Copy the data from its first line up to and including the line with "x=584, y=504", and shift every x and y coordinate in the answers up by 79. Keep all other lines as they are.

(Point labeling data)
···

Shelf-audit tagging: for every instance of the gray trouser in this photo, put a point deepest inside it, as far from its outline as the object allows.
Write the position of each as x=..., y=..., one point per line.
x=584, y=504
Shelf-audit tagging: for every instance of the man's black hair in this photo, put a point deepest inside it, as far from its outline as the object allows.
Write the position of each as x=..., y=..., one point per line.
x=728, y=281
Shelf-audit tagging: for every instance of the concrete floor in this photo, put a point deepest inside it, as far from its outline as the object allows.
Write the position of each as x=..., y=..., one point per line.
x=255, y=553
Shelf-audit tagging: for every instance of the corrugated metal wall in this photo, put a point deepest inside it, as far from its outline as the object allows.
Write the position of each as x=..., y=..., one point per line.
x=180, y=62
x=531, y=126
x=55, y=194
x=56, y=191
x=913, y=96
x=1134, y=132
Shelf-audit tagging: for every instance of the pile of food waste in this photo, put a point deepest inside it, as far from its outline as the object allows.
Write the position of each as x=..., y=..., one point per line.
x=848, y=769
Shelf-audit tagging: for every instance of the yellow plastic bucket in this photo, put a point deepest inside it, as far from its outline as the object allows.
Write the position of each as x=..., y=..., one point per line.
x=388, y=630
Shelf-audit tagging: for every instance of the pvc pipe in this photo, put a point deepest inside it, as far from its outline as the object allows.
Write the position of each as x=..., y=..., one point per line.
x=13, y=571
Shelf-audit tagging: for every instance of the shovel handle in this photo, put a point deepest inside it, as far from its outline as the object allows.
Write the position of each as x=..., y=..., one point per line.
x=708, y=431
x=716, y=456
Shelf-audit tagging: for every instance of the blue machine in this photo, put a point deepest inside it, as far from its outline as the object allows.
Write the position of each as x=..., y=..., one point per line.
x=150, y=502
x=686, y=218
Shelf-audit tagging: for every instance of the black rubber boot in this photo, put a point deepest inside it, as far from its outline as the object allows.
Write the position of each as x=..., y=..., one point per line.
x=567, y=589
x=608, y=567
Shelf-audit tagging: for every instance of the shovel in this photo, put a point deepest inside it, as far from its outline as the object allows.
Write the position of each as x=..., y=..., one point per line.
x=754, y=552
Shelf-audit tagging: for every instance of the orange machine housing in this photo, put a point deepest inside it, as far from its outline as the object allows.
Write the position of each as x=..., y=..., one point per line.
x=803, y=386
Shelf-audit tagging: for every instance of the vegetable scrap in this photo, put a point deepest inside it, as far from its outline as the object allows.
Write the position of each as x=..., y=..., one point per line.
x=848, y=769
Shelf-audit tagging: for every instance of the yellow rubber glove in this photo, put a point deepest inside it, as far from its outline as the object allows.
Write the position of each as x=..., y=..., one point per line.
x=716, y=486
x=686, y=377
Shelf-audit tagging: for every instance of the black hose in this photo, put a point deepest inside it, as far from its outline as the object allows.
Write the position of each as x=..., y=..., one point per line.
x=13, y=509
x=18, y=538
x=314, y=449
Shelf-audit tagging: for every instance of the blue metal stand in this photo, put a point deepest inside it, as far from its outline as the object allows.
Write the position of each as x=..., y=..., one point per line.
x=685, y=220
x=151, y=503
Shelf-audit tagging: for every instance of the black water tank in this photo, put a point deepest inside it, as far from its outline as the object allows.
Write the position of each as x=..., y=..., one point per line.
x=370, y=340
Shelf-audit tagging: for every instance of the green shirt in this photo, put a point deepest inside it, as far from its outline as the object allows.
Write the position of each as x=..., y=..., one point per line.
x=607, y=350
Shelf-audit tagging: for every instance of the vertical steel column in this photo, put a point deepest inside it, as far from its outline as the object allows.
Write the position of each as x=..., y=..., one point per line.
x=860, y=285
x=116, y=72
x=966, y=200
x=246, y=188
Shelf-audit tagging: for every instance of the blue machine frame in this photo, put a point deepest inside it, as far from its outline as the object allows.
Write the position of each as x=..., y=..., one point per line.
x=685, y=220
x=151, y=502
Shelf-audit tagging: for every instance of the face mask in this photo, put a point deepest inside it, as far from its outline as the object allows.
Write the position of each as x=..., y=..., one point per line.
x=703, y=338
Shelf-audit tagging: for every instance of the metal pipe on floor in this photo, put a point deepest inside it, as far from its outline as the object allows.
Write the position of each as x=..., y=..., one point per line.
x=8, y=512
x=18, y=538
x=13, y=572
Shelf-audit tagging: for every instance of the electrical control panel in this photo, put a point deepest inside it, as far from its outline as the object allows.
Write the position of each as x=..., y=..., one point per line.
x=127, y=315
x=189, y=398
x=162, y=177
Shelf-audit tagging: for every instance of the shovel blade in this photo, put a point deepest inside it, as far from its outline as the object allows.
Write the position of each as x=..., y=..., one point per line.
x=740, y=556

···

- Output -
Shelf-audit tagging: for every instance of the gray trouser in this photo, put a point deepest inside it, as far from its outline as the object allows.
Write the position of each as x=..., y=..., one point per line.
x=663, y=583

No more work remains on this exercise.